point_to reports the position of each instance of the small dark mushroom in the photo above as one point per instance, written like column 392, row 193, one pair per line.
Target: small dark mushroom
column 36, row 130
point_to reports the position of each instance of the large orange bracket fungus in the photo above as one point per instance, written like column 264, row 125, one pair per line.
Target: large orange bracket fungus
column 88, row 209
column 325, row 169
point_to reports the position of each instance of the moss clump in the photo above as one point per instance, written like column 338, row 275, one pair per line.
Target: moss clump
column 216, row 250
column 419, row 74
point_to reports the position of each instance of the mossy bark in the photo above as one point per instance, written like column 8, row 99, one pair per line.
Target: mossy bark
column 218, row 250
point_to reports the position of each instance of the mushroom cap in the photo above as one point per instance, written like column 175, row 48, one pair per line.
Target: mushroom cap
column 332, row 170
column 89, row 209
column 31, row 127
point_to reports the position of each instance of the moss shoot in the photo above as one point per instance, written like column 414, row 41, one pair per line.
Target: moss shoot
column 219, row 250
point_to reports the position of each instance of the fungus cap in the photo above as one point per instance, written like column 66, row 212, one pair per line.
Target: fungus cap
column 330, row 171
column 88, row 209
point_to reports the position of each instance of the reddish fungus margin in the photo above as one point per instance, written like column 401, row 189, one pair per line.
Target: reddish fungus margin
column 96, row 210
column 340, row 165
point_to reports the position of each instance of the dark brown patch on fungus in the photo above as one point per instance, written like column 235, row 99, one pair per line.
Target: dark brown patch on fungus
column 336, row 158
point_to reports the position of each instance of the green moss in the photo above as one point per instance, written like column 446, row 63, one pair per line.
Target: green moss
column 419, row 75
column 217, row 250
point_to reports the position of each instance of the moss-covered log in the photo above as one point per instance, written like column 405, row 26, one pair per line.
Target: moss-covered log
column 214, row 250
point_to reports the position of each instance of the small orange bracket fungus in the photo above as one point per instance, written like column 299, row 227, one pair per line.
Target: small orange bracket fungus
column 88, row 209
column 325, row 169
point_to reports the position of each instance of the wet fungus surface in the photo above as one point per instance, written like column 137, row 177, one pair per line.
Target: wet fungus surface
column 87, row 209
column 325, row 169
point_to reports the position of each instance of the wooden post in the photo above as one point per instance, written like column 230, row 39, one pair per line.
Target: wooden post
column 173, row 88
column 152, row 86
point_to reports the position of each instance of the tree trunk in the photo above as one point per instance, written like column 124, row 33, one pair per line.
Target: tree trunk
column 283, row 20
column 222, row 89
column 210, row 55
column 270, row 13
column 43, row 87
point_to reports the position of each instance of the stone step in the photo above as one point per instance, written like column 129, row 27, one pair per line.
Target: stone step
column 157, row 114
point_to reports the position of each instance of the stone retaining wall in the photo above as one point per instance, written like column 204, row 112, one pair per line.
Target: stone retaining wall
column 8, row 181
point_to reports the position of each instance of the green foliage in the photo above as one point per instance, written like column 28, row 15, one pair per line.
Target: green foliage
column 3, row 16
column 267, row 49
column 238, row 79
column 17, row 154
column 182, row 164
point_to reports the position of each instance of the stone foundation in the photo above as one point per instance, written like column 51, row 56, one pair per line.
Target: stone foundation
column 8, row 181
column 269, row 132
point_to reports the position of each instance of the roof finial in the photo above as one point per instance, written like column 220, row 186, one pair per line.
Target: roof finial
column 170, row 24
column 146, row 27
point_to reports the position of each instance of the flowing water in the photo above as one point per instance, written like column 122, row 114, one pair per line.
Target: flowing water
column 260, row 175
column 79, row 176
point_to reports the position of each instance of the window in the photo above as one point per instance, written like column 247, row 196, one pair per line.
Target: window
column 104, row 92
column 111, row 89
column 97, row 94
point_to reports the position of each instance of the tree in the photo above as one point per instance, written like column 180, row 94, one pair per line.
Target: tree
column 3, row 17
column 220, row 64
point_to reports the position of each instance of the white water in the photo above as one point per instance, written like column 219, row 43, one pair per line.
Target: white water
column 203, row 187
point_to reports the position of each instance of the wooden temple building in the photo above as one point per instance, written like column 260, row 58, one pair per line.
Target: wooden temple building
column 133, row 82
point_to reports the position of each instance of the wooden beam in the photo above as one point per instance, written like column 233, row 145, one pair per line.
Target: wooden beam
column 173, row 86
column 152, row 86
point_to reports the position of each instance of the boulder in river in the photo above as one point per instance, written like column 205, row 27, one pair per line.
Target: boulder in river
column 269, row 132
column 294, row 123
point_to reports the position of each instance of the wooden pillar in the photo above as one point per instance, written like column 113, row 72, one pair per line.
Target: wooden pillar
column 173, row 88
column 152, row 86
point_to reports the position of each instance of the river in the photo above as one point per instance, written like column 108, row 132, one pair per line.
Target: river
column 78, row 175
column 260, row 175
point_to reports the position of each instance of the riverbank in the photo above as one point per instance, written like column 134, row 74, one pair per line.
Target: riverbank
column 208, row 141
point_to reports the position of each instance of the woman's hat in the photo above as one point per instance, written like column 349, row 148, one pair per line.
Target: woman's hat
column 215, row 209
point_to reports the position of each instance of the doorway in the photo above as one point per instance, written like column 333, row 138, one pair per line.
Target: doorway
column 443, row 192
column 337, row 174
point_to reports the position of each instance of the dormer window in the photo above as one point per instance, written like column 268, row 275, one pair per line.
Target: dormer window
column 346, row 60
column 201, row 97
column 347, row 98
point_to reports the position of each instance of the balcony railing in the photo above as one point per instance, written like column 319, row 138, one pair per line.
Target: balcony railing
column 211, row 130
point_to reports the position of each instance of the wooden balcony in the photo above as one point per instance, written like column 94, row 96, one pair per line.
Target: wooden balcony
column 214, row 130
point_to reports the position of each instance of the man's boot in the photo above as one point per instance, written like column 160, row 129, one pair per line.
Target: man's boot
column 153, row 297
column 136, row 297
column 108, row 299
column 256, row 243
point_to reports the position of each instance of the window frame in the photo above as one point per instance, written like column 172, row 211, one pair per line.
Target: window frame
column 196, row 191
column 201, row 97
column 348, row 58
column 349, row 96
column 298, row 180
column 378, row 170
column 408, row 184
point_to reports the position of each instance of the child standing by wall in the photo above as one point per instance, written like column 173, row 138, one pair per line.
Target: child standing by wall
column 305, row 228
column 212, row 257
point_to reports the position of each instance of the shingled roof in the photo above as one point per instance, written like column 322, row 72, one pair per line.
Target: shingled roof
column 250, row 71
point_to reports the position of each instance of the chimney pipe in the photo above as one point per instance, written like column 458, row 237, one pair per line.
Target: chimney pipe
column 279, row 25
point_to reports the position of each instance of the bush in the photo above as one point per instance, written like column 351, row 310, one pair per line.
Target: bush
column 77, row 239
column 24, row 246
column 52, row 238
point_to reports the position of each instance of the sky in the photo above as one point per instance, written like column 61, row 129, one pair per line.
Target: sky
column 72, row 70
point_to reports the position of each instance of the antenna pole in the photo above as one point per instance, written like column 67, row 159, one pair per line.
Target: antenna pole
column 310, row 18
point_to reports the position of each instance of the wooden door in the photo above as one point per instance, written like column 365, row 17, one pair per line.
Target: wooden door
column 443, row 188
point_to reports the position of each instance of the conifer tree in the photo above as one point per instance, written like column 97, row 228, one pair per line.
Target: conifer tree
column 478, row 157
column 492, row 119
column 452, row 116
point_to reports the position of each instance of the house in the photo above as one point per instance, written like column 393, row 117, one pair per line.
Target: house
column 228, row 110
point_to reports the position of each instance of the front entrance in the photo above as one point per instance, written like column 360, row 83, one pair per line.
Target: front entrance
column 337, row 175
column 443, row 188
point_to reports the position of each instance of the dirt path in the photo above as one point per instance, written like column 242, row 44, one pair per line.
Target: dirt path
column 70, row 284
+++
Your reply should consist of the records, duplicated exactly.

**Written solution**
point_to reports the position of each instance of the small dark mushroom in the photo above as one point per instance, written like column 392, row 193, one pair per line.
Target: small dark mushroom
column 36, row 130
point_to reports the position of each instance of the large orange bracket fungus in the photo above as one point per instance, written like column 264, row 125, one pair per line.
Target: large orange bracket fungus
column 88, row 209
column 325, row 169
point_to reports the position of each instance of the moss clump in the photo above as one point per instance, written like column 338, row 275, one pair per line.
Target: moss clump
column 216, row 250
column 419, row 74
point_to reports the position of each instance of the mossy bark in the photo above as one point per instance, written like column 8, row 99, one pair per line.
Target: mossy bark
column 218, row 250
point_to reports the position of each instance of the mushroom cap in the photo above as one point per instance, written like column 175, row 48, one pair per line.
Target: mushroom cap
column 332, row 170
column 89, row 209
column 31, row 127
point_to reports the position of each instance of the moss shoot in the photo above as one point per instance, written like column 414, row 41, one pair per line.
Target: moss shoot
column 219, row 250
point_to reports the position of each instance of the fungus cap in the photo above as one point per instance, written like column 66, row 212, one pair per line.
Target: fungus cap
column 330, row 171
column 88, row 209
point_to reports the position of each instance of the reddish fungus margin in the photo above as one point per instance, written like column 401, row 189, one pair per line.
Target: reddish fungus margin
column 96, row 210
column 340, row 165
point_to reports the position of each instance of the dark brown patch on fungus in the photo above as one point per instance, written like column 235, row 99, one pair per line.
Target: dark brown patch on fungus
column 336, row 158
point_to reports the position of each instance of the green moss in the photo above as one point per instance, written like column 446, row 63, one pair per line.
Target: green moss
column 419, row 75
column 217, row 250
point_to reports the position of each instance of the moss-covered log in the photo above as one point per instance, written like column 405, row 26, one pair per line.
Target: moss-covered log
column 214, row 250
point_to reports the position of each instance of the small orange bracket fungus in the photo above as one point per instance, written like column 299, row 227, one pair per line.
Target: small orange bracket fungus
column 88, row 209
column 325, row 169
point_to reports the position of each instance of the wet fungus surface in the photo above as one point per instance, written like column 137, row 177, one pair per line.
Target: wet fungus surface
column 87, row 209
column 325, row 169
point_to reports the position of each instance of the wooden post in the photo above as one point per instance, written like column 230, row 39, one pair per line.
Target: wooden post
column 173, row 88
column 152, row 86
point_to reports the position of each instance of the tree trunk in the photo above as one point per instance, written like column 124, row 33, one pair per line.
Target: tree trunk
column 283, row 20
column 222, row 89
column 210, row 55
column 270, row 13
column 43, row 87
point_to reports the position of each instance of the stone step in the photo above as one point per instance, written like column 129, row 27, one pair per line.
Target: stone step
column 157, row 114
point_to reports the position of each instance of the stone retaining wall in the photo above as one point per instance, written like column 204, row 112, one pair per line.
Target: stone retaining wall
column 8, row 181
point_to reports the position of each instance of the green foliage in the photo above as one point per instance, written like column 28, row 15, one pair per line.
Target: green foliage
column 3, row 16
column 267, row 49
column 238, row 79
column 17, row 154
column 182, row 164
point_to reports the position of each instance of the stone foundation in the photo above as one point per instance, written like column 51, row 56, one pair per line.
Target: stone foundation
column 8, row 181
column 269, row 132
point_to reports the position of each instance of the roof finial in the photo above as one point per instance, written like column 220, row 186, one pair per line.
Target: roof finial
column 170, row 24
column 146, row 27
point_to reports the position of each instance of the flowing water in the photo above as one point per instance, written like column 122, row 114, one pair per line.
Target: flowing water
column 260, row 175
column 79, row 176
point_to reports the position of each instance of the window in the photo above as one point per instance, written like column 247, row 196, one pair per line.
Target: window
column 104, row 92
column 111, row 89
column 97, row 94
point_to reports the position of each instance of the tree in the photo above as one point per instance, written like column 180, row 94, one pair per line.
Target: tree
column 3, row 17
column 220, row 64
point_to reports the position of each instance of the white water in the photo above as one point per instance, written like column 219, row 43, one pair per line.
Target: white water
column 203, row 187
point_to reports the position of each instance of the wooden temple building in the photo above as one point per instance, written like column 260, row 58, one pair per line.
Target: wooden temple building
column 133, row 82
point_to reports the position of each instance of the wooden beam in the photo above as one point per instance, written like column 233, row 145, one pair per line.
Target: wooden beam
column 173, row 86
column 152, row 86
point_to reports the position of each instance of the boulder in river in the photo above as one point per instance, written like column 205, row 27, one pair per line.
Target: boulder in river
column 269, row 132
column 294, row 123
point_to reports the position of each instance of the wooden pillar in the photo above as one point per instance, written like column 113, row 72, one pair per line.
Target: wooden pillar
column 173, row 88
column 152, row 86
point_to reports the position of each instance of the river in the photo above as one point per instance, written like column 108, row 132, one pair per line.
Target: river
column 78, row 175
column 260, row 175
point_to reports the position of each instance of the riverbank in the photo above as one point per instance, written like column 134, row 74, one pair per line.
Target: riverbank
column 208, row 141
point_to reports the position of each instance of the woman's hat in the photo above as one point per instance, written like column 349, row 148, one pair per line.
Target: woman's hat
column 215, row 209
point_to reports the position of each instance of the doorway in the photo above as one point per instance, written like column 333, row 138, one pair per line.
Target: doorway
column 443, row 192
column 337, row 174
point_to reports the position of each instance of the dormer window in the photo above as one point per instance, written like column 268, row 275, one pair per line.
Target: dormer window
column 346, row 60
column 201, row 97
column 347, row 98
point_to reports the position of each instance of the balcony railing in the photo above as one point per instance, written like column 319, row 138, one pair per line.
Target: balcony railing
column 211, row 130
point_to reports the position of each instance of the wooden balcony in the photo above as one point per instance, written like column 94, row 96, one pair per line.
Target: wooden balcony
column 214, row 130
point_to reports the position of each instance of the man's boot in the photo above as one point per instance, written like column 160, row 129, one pair per line.
Target: man's boot
column 153, row 297
column 136, row 297
column 108, row 299
column 256, row 243
point_to reports the position of each instance of the window frame in the photo above as one point per instance, written like column 172, row 211, one pair per line.
Target: window frame
column 196, row 191
column 201, row 97
column 348, row 58
column 349, row 96
column 298, row 180
column 378, row 170
column 408, row 184
point_to reports the position of each instance of the child standing by wall in the photo above as one point per instance, written like column 173, row 138, one pair per line.
Target: child standing by wall
column 305, row 228
column 212, row 257
point_to reports the position of each instance of the shingled roof in the photo above as one point per instance, written like column 322, row 72, one pair per line.
Target: shingled roof
column 250, row 71
point_to reports the position of each instance of the chimney pipe in the photo above as one point per instance, written like column 458, row 237, one pair per line.
Target: chimney pipe
column 279, row 25
point_to reports the position of each instance of the bush in the photo above as one point per instance, written like column 351, row 310, one pair per line.
Target: bush
column 77, row 239
column 24, row 246
column 52, row 238
point_to reports the position of each instance of the sky in the photo above as one point per instance, written like column 61, row 129, one pair per line.
Target: sky
column 72, row 70
point_to reports the position of each instance of the antenna pole in the photo above as one point per instance, written like column 67, row 159, one pair per line.
Target: antenna pole
column 310, row 18
point_to reports the position of each instance of the wooden door in the photo above as one point per instance, written like column 365, row 17, one pair per line.
Target: wooden door
column 443, row 188
point_to reports the position of each instance of the conifer tree in the photo above as one point per instance, written like column 97, row 228, one pair per line.
Target: conifer tree
column 478, row 157
column 492, row 119
column 452, row 116
point_to reports the position of each instance of the house in the photo above as one point per instance, written like column 393, row 117, one pair per line.
Target: house
column 228, row 110
point_to reports the position of each instance of the front entrance in the photo above as one point per instance, written like column 360, row 83, one pair per line.
Target: front entrance
column 337, row 175
column 443, row 188
point_to reports the position of each instance of the dirt path in the photo above as one point per instance, written like column 242, row 44, one pair per line.
Target: dirt path
column 70, row 284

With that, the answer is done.